Мы смотрим на поразительную панораму чудовищных фигур, которые созданы фантазией Гойи, в альбомах его офортов. Непостижимой игрой черного и белого мы оторваны от земли, и перенесены куда-то в беспредельность. Пространство, глубокое пространство, оно уходит, и ему нет конца. Бесконечное обилие воздуха, в котором не могут не зарождаться бури. Мы высоко, мы глубоко, голова кружится, мы падаем. Среди атмосферных водоворотов, придающих, волнующую легкость всему, осуществляется основной момент шабаша: люди превращаются в животных, и звери превращаются в людей. Среди деревьев, стволы которых напоминают волосатые изогнутые члены какого-то морского чудовища, возникают расчетвертованные воители, и молодые красивые женщины, страшные своей безраздельною чувственностью. Существа с кошачьими и ослиными и козлиными физиономиями; существа с прожорливыми челюстями и цепкими руками; влюбленная, для приобретения любовного талисмана, вырывающая зуб у удавленника; толстые монахи, устрашающие взгляд распухлою рыхлостью своего чревоугодия; дьяволы с когтистыми крыльями и раскосыми глазами; дьяволы среди горных провалов; дьяволы воздуха; дьяволы с ослепшими глазами, обращенными к небу; – фигурный гимн уродству, экстаз беспутства в достижении множественности безумных разновидностей, молниеносная грозность изломанных линий, вольница пьяных искаженных членов. Мы ликуем, перелистывая альбомы Гойи, потому что за этой энциклопедией Поэзии Чудовищного мы чувствуем беспредельность, и, соприкоснувшись с ней, яснее ощущаем свою бесконечную Душу.

********

▶ **СПИСОК ЗАДАНИЙ**
1 – Ответьте по тексту об офортах Гойи на три вопроса:
(a) Кем становятся люди и кем звери в основной момент шабаша?
(b) Что вырывает влюбленная у удавленника и с какой целью?
(c) Что, согласно тексту, мы чувствуем за «энциклопедией Поэзии Чудовищного», перелистывая альбомы Гойи?
2 – Продолжите текст об офортах Гойи после его последнего предложения.

▶ **ИСХОДНЫЕ ДАННЫЕ**
********

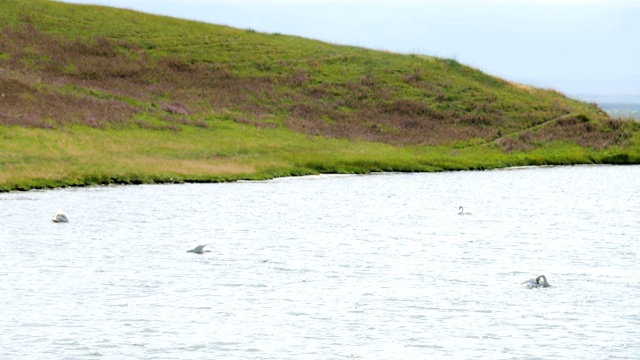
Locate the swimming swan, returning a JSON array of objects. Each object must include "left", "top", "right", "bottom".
[
  {"left": 187, "top": 244, "right": 211, "bottom": 254},
  {"left": 51, "top": 210, "right": 69, "bottom": 222},
  {"left": 520, "top": 275, "right": 551, "bottom": 287}
]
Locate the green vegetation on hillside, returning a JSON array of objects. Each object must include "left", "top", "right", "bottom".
[{"left": 0, "top": 0, "right": 640, "bottom": 190}]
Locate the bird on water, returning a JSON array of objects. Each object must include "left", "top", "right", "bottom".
[
  {"left": 187, "top": 244, "right": 211, "bottom": 254},
  {"left": 520, "top": 275, "right": 551, "bottom": 287}
]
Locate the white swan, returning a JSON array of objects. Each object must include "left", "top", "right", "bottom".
[
  {"left": 520, "top": 275, "right": 551, "bottom": 287},
  {"left": 51, "top": 210, "right": 69, "bottom": 222},
  {"left": 187, "top": 244, "right": 211, "bottom": 254}
]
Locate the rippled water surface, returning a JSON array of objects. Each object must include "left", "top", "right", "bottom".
[{"left": 0, "top": 166, "right": 640, "bottom": 359}]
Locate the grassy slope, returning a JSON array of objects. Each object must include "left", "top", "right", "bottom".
[{"left": 0, "top": 0, "right": 640, "bottom": 190}]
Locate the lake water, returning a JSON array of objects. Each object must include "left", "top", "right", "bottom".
[{"left": 0, "top": 166, "right": 640, "bottom": 359}]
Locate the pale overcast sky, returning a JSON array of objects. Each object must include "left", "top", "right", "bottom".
[{"left": 60, "top": 0, "right": 640, "bottom": 97}]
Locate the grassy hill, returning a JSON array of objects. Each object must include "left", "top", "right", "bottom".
[{"left": 0, "top": 0, "right": 640, "bottom": 191}]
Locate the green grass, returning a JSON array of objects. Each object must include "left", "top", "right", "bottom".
[{"left": 0, "top": 0, "right": 640, "bottom": 191}]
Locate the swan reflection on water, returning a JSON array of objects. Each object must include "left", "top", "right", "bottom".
[
  {"left": 51, "top": 210, "right": 69, "bottom": 222},
  {"left": 520, "top": 275, "right": 551, "bottom": 288},
  {"left": 187, "top": 244, "right": 211, "bottom": 254}
]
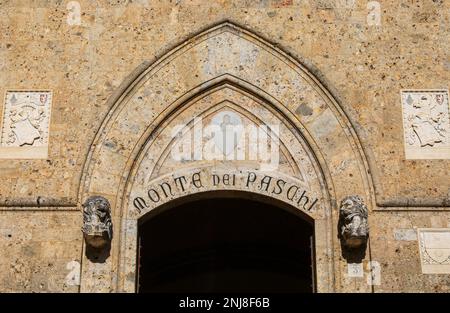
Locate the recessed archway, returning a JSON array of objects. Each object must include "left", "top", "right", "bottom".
[{"left": 136, "top": 192, "right": 315, "bottom": 293}]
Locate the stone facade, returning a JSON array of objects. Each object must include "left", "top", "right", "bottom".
[{"left": 0, "top": 0, "right": 450, "bottom": 292}]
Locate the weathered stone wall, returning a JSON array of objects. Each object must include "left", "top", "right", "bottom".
[
  {"left": 0, "top": 0, "right": 450, "bottom": 292},
  {"left": 370, "top": 208, "right": 450, "bottom": 292}
]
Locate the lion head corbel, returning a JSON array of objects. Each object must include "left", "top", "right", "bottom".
[
  {"left": 81, "top": 196, "right": 112, "bottom": 249},
  {"left": 339, "top": 196, "right": 369, "bottom": 248}
]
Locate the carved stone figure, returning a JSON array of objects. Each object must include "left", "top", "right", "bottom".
[
  {"left": 82, "top": 196, "right": 112, "bottom": 248},
  {"left": 402, "top": 90, "right": 450, "bottom": 159},
  {"left": 339, "top": 196, "right": 369, "bottom": 248},
  {"left": 1, "top": 91, "right": 51, "bottom": 147}
]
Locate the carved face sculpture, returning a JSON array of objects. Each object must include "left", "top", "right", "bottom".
[{"left": 82, "top": 196, "right": 112, "bottom": 247}]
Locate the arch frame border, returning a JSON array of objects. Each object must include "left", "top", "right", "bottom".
[{"left": 79, "top": 21, "right": 375, "bottom": 292}]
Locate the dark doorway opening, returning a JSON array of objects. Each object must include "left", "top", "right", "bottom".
[{"left": 137, "top": 194, "right": 314, "bottom": 293}]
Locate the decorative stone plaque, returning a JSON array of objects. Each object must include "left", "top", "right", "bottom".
[
  {"left": 401, "top": 90, "right": 450, "bottom": 159},
  {"left": 417, "top": 228, "right": 450, "bottom": 274},
  {"left": 0, "top": 90, "right": 52, "bottom": 159}
]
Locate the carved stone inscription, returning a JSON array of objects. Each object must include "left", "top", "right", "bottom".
[
  {"left": 0, "top": 91, "right": 52, "bottom": 159},
  {"left": 132, "top": 171, "right": 319, "bottom": 214},
  {"left": 417, "top": 228, "right": 450, "bottom": 274},
  {"left": 402, "top": 90, "right": 450, "bottom": 159}
]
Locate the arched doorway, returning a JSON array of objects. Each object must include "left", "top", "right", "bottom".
[
  {"left": 79, "top": 22, "right": 374, "bottom": 292},
  {"left": 136, "top": 195, "right": 314, "bottom": 293}
]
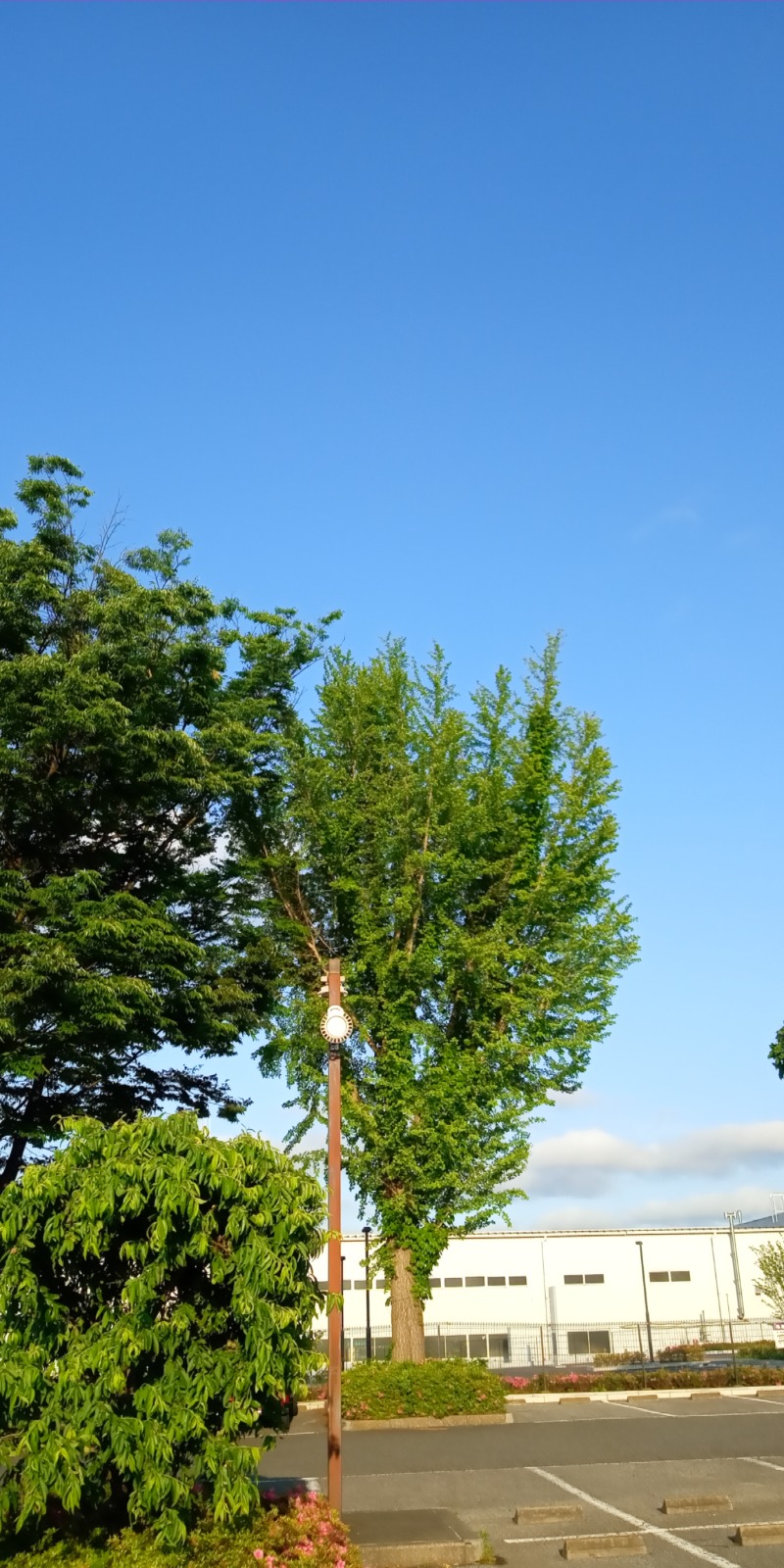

********

▶ **ПИСЬМЕННЫЕ ОТВЕТЫ**
1 –
(a) Люди превращаются в животных, а звери в людей.
(b) Она вырывает зуб, чтобы получить любовный талисман.
(c) Мы чувствуем беспредельность и, соприкоснувшись с ней, яснее ощущаем свою бесконечную Душу.

2 –
Мы смотрим на китайские чудовища. Каждое из них уродливо, как что-то упавшее и раздробившееся, как что-то расплюснутое и запутанное. Но все они обладают легкостью видения. Страшные сверхъестественные существа, они состоят из разных частей разных животных. Но именно поэтому они и говорят с душой на дивном языке многообразия. И феникс является эмблемою цариц, и черепаха говорит о могуществе силы, и единорог, живущий тысячу лет, воплощает в себе все стихии, а символ Востока и Весны, дракон, имеет способность делаться незримым, и, развертываясь, он обнимает всю безграничность неба.
Всегда нам желанно противоречие.
В самом нарядном европейском городе, куда стекаются со всех концов мира любопытствующие паломники современности, на высоких громадах стройной NotreDame, как стражи, глядят сверху вниз чудовищные химеры. Их родила фантазия Средневековья, они жили столетия, время стерло их гротескные фигуры и страшные лица, и современный художник воссоздал их для нашей современности. И мы поднимаемся на башню, чтобы видеть химеры. Мы восходим на высоту, чтобы встать лицом к лицу со свитой Дьявола.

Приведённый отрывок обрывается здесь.